Reproduce the entries word for word, beginning at the line that contains "Draw the outline of every instance of the blonde" and stopping after the final line of the entries. Leave the pictures out of your copy.

___ Source data ___

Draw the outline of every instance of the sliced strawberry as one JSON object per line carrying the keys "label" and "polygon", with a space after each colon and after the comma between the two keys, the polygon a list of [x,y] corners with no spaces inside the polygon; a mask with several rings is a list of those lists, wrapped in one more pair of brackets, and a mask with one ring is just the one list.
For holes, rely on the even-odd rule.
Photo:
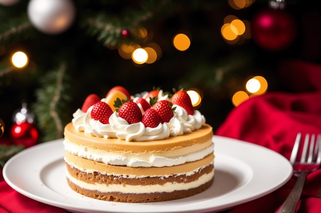
{"label": "sliced strawberry", "polygon": [[167,100],[159,101],[155,104],[153,108],[162,118],[162,123],[168,123],[174,115],[172,110],[172,103]]}
{"label": "sliced strawberry", "polygon": [[89,107],[100,101],[101,99],[96,94],[90,94],[85,99],[82,107],[82,111],[84,112],[87,112]]}
{"label": "sliced strawberry", "polygon": [[162,117],[158,115],[155,109],[147,109],[143,115],[142,123],[146,127],[155,128],[162,122]]}
{"label": "sliced strawberry", "polygon": [[192,105],[191,98],[184,90],[178,90],[172,97],[171,100],[173,105],[176,104],[185,109],[187,114],[194,114],[194,108]]}
{"label": "sliced strawberry", "polygon": [[157,97],[158,96],[158,93],[159,93],[159,89],[154,89],[153,90],[150,91],[145,98],[145,99],[147,99],[148,98],[152,99],[154,97]]}
{"label": "sliced strawberry", "polygon": [[141,111],[143,112],[142,114],[144,113],[144,112],[150,108],[150,104],[143,98],[135,98],[133,101],[138,105],[139,108],[141,108]]}
{"label": "sliced strawberry", "polygon": [[112,113],[113,110],[109,105],[102,101],[99,101],[93,106],[90,115],[93,120],[106,124],[109,124],[109,117]]}
{"label": "sliced strawberry", "polygon": [[122,92],[124,94],[125,94],[125,95],[126,96],[127,98],[128,98],[129,100],[130,99],[130,93],[129,93],[128,90],[127,90],[127,89],[126,89],[124,87],[122,86],[116,86],[112,87],[108,91],[107,94],[106,94],[106,97],[108,97],[110,94],[110,93],[112,93],[114,91],[119,91],[120,92]]}
{"label": "sliced strawberry", "polygon": [[121,106],[118,113],[119,117],[126,120],[129,124],[139,122],[143,116],[139,107],[136,103],[130,100]]}

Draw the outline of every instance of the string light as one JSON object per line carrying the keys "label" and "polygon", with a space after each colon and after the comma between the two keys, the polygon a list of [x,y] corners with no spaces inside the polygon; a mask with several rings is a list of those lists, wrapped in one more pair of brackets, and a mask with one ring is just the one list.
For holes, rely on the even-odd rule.
{"label": "string light", "polygon": [[148,54],[146,50],[142,48],[138,48],[134,51],[132,55],[133,61],[138,64],[142,64],[146,62],[148,59]]}
{"label": "string light", "polygon": [[224,24],[221,28],[220,33],[227,43],[234,44],[239,40],[244,40],[239,39],[240,38],[249,38],[249,29],[247,21],[242,21],[234,15],[229,15],[224,18]]}
{"label": "string light", "polygon": [[11,62],[16,67],[23,68],[28,64],[28,56],[23,52],[15,53],[11,58]]}
{"label": "string light", "polygon": [[235,92],[232,97],[232,103],[235,106],[237,106],[244,101],[248,100],[249,95],[244,91],[238,91]]}
{"label": "string light", "polygon": [[255,0],[229,0],[229,5],[233,9],[240,10],[250,6]]}
{"label": "string light", "polygon": [[245,87],[249,92],[255,93],[259,89],[261,85],[257,79],[252,78],[246,82]]}
{"label": "string light", "polygon": [[145,51],[146,51],[146,53],[148,55],[147,60],[145,63],[147,64],[152,64],[156,61],[157,60],[157,53],[156,53],[156,51],[155,51],[155,50],[149,47],[145,48],[144,49]]}
{"label": "string light", "polygon": [[173,45],[178,50],[185,51],[190,47],[191,40],[186,35],[180,33],[174,37]]}
{"label": "string light", "polygon": [[255,92],[253,94],[259,95],[265,93],[268,90],[268,82],[266,79],[262,76],[259,76],[253,77],[252,79],[257,80],[259,82],[260,85],[260,87],[257,91]]}
{"label": "string light", "polygon": [[189,96],[192,101],[192,105],[193,107],[198,106],[202,102],[202,98],[200,95],[197,91],[193,90],[186,91],[186,92]]}

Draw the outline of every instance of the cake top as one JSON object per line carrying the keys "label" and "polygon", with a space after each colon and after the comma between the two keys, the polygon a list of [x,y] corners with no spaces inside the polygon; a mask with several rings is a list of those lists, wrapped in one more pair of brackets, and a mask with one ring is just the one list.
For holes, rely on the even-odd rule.
{"label": "cake top", "polygon": [[127,141],[161,140],[198,129],[205,118],[183,90],[153,90],[131,95],[113,87],[105,98],[91,94],[73,114],[75,129],[93,136]]}

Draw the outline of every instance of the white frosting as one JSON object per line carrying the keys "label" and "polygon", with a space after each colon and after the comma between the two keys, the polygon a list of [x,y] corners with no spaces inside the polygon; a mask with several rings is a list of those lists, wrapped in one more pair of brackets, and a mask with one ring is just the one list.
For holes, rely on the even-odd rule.
{"label": "white frosting", "polygon": [[214,144],[212,143],[209,147],[184,156],[166,157],[149,153],[137,155],[125,152],[109,152],[79,146],[70,142],[68,139],[65,139],[64,145],[65,151],[74,155],[106,164],[130,167],[163,167],[182,164],[203,159],[211,154],[214,149]]}
{"label": "white frosting", "polygon": [[79,187],[89,190],[98,191],[103,193],[120,192],[121,193],[153,193],[162,192],[172,192],[174,191],[188,190],[196,188],[211,180],[214,177],[214,170],[208,174],[204,174],[197,180],[189,182],[177,183],[166,182],[160,184],[153,184],[148,185],[128,185],[121,184],[111,184],[106,185],[105,183],[94,184],[88,183],[72,177],[69,173],[67,172],[67,177],[72,182]]}
{"label": "white frosting", "polygon": [[[158,98],[162,100],[168,98],[166,96]],[[92,106],[86,112],[77,109],[73,114],[72,122],[77,131],[92,136],[136,141],[161,140],[170,136],[180,135],[199,129],[205,123],[205,117],[198,110],[194,110],[193,115],[189,115],[183,107],[178,105],[173,107],[176,109],[169,122],[159,124],[153,128],[145,127],[142,122],[129,124],[116,112],[109,117],[109,124],[103,124],[92,119]]]}

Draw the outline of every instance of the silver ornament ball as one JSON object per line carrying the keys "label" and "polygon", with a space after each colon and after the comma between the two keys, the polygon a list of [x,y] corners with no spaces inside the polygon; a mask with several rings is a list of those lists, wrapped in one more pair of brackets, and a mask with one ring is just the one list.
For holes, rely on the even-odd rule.
{"label": "silver ornament ball", "polygon": [[19,2],[19,0],[0,0],[0,5],[4,6],[11,6]]}
{"label": "silver ornament ball", "polygon": [[73,23],[76,10],[71,0],[30,0],[28,16],[39,31],[57,34],[67,30]]}

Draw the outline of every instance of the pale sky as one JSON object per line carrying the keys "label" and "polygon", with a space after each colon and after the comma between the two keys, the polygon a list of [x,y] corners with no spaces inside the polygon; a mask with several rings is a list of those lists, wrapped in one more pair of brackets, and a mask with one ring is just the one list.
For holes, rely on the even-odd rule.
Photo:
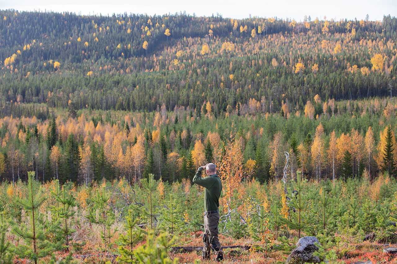
{"label": "pale sky", "polygon": [[53,11],[73,12],[88,15],[102,13],[111,15],[114,13],[163,15],[186,11],[197,16],[210,16],[217,13],[224,18],[241,19],[252,16],[277,17],[279,18],[303,20],[303,16],[310,15],[339,20],[347,18],[360,20],[368,14],[370,20],[381,20],[383,15],[397,16],[396,0],[273,0],[243,1],[218,0],[214,1],[175,0],[0,0],[0,9],[13,9],[19,11]]}

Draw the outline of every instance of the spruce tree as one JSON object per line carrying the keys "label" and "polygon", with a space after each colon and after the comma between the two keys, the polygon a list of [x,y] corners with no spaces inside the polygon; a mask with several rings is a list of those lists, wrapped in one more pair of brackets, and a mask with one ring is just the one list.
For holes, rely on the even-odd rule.
{"label": "spruce tree", "polygon": [[190,144],[192,142],[192,135],[190,134],[190,128],[189,126],[186,128],[186,149],[190,148]]}
{"label": "spruce tree", "polygon": [[289,147],[292,150],[292,152],[293,152],[296,157],[297,164],[299,165],[298,166],[300,166],[301,159],[299,158],[300,155],[299,155],[299,150],[298,149],[298,140],[297,140],[296,135],[295,134],[295,132],[293,133],[292,135],[291,135],[291,140],[289,143]]}
{"label": "spruce tree", "polygon": [[194,161],[193,160],[193,157],[192,157],[192,153],[189,151],[188,151],[187,157],[186,158],[186,167],[187,169],[187,177],[188,177],[191,182],[193,180],[193,177],[196,172],[196,168],[195,166]]}
{"label": "spruce tree", "polygon": [[391,126],[389,125],[386,130],[385,138],[386,145],[383,149],[383,164],[382,166],[382,170],[384,171],[387,172],[389,175],[394,174],[395,165],[393,157],[394,146],[393,146],[392,133]]}
{"label": "spruce tree", "polygon": [[99,168],[98,166],[99,159],[98,157],[98,143],[96,142],[93,142],[91,144],[91,156],[90,160],[93,168],[93,173],[95,179],[97,179],[99,176]]}
{"label": "spruce tree", "polygon": [[166,140],[164,139],[164,135],[160,134],[160,140],[159,142],[160,145],[160,149],[161,150],[161,153],[163,155],[163,159],[164,162],[167,161],[167,154],[168,153],[168,149],[167,147],[167,143],[166,142]]}
{"label": "spruce tree", "polygon": [[21,237],[24,244],[19,244],[15,253],[20,258],[33,260],[35,264],[40,259],[50,256],[52,252],[60,249],[62,243],[51,243],[47,239],[47,235],[55,231],[59,222],[49,223],[44,220],[39,209],[47,199],[43,190],[39,188],[34,180],[35,172],[28,172],[28,194],[26,198],[17,198],[17,202],[23,207],[29,222],[20,224],[12,222],[13,232]]}
{"label": "spruce tree", "polygon": [[212,154],[212,147],[211,145],[211,142],[210,140],[207,139],[207,143],[204,148],[204,153],[205,155],[205,160],[207,163],[209,163],[213,161],[214,157]]}
{"label": "spruce tree", "polygon": [[265,178],[265,170],[264,168],[263,154],[262,148],[258,144],[255,153],[255,170],[256,171],[256,178],[261,182],[264,181]]}
{"label": "spruce tree", "polygon": [[345,152],[343,161],[342,162],[342,176],[346,179],[351,177],[351,154],[348,151]]}
{"label": "spruce tree", "polygon": [[55,145],[58,140],[56,136],[56,124],[54,118],[53,118],[52,120],[50,121],[48,124],[46,136],[47,147],[48,149],[51,149],[51,148]]}
{"label": "spruce tree", "polygon": [[143,238],[143,231],[138,228],[137,223],[139,218],[132,215],[131,210],[128,211],[128,215],[125,217],[127,221],[124,224],[124,231],[126,235],[120,235],[117,243],[119,245],[118,251],[120,256],[117,257],[118,260],[123,263],[135,263],[134,247],[136,243]]}

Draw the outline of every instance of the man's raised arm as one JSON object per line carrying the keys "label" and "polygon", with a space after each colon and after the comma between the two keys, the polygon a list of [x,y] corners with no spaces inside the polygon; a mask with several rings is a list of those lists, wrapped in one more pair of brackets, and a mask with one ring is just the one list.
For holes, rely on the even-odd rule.
{"label": "man's raised arm", "polygon": [[209,177],[203,178],[201,177],[201,172],[202,170],[206,168],[207,166],[206,165],[200,167],[197,171],[196,172],[195,176],[193,177],[193,182],[196,184],[198,184],[200,186],[202,186],[205,188],[209,188],[212,185],[213,183],[210,182]]}

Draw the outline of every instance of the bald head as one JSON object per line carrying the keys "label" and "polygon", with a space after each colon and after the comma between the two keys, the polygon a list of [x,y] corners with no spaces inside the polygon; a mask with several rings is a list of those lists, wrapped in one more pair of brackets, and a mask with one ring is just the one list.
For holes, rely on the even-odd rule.
{"label": "bald head", "polygon": [[214,163],[208,163],[207,165],[206,172],[207,175],[212,175],[216,172],[216,166]]}

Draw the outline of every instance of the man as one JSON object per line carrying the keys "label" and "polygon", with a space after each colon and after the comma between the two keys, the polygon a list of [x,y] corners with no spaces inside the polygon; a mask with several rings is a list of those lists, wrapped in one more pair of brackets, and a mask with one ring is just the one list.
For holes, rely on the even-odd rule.
{"label": "man", "polygon": [[[207,176],[200,176],[205,169]],[[198,168],[193,178],[193,182],[202,186],[204,190],[204,247],[202,257],[210,259],[211,246],[216,252],[216,260],[223,260],[223,251],[218,239],[219,222],[219,197],[222,191],[222,182],[216,175],[216,167],[214,163],[208,163]]]}

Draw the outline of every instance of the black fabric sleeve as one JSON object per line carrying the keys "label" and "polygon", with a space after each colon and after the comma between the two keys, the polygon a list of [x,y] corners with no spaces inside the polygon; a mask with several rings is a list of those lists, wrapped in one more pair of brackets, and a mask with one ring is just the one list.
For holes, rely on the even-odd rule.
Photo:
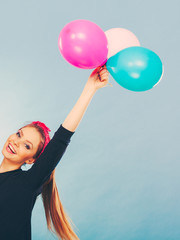
{"label": "black fabric sleeve", "polygon": [[71,136],[71,132],[64,128],[62,124],[55,132],[53,138],[47,144],[44,152],[37,158],[33,166],[26,171],[28,186],[38,190],[42,184],[50,177],[62,156],[64,155]]}

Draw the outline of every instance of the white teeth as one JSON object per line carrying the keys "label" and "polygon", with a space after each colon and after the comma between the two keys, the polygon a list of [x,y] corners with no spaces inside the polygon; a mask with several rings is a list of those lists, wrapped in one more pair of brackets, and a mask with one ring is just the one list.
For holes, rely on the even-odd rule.
{"label": "white teeth", "polygon": [[15,153],[10,144],[8,145],[8,147],[12,150],[13,153]]}

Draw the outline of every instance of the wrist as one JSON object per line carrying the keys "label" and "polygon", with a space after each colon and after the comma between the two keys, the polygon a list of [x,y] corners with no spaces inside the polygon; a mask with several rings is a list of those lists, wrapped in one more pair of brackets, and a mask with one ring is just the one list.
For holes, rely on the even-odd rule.
{"label": "wrist", "polygon": [[89,82],[86,83],[85,87],[84,87],[84,90],[87,92],[87,93],[90,93],[90,94],[95,94],[95,92],[98,90],[97,88],[95,88],[92,84],[90,84]]}

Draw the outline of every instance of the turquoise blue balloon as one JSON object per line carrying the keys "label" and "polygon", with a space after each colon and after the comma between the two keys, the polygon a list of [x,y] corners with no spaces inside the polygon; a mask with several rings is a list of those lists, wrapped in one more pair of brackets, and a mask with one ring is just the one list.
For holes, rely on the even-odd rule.
{"label": "turquoise blue balloon", "polygon": [[153,88],[163,75],[159,56],[144,47],[121,50],[107,60],[106,67],[118,84],[137,92]]}

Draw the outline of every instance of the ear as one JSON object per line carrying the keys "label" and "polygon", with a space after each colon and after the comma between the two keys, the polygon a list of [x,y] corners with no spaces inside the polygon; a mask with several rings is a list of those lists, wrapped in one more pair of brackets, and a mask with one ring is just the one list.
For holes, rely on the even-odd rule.
{"label": "ear", "polygon": [[35,159],[34,158],[29,158],[28,160],[26,160],[24,163],[26,164],[32,164],[35,162]]}

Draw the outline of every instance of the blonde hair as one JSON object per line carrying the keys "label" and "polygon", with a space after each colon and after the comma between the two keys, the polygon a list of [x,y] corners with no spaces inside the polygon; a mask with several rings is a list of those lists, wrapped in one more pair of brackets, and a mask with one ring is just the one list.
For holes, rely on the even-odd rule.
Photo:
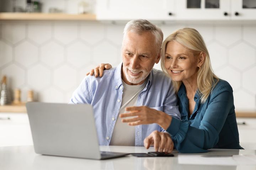
{"label": "blonde hair", "polygon": [[[203,38],[196,29],[185,28],[175,31],[165,39],[162,45],[161,64],[163,71],[169,76],[165,67],[165,54],[167,44],[171,41],[176,42],[184,46],[191,51],[195,56],[198,56],[201,52],[205,54],[204,61],[201,66],[201,68],[198,69],[196,77],[198,91],[201,96],[201,103],[205,102],[219,79],[213,73],[209,52]],[[214,79],[217,81],[215,81]],[[174,90],[177,93],[182,81],[172,81],[172,82]]]}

___

• _Exercise answer_:
Draw the outline of every instance of the blonde hair as one JSON object per line carrying the keys "label" and "polygon", with a space after each colon and after the comma between the two keys, the polygon a list of [x,y] corners with no spaces inside the polygon; a mask with several rings is a list of those lists, wrapped in one more pair of brackets, and a mask with one ring is just the one list.
For holes, rely on the even-odd rule.
Photo:
{"label": "blonde hair", "polygon": [[[203,38],[196,29],[185,28],[175,31],[165,39],[162,45],[161,64],[163,71],[169,76],[165,67],[165,54],[167,44],[171,41],[176,42],[184,46],[191,51],[195,56],[198,56],[201,52],[205,54],[204,61],[201,66],[201,68],[198,69],[196,77],[198,91],[201,96],[201,103],[205,102],[219,79],[213,73],[209,52]],[[214,79],[217,81],[215,81]],[[174,90],[177,93],[182,81],[172,81],[172,82]]]}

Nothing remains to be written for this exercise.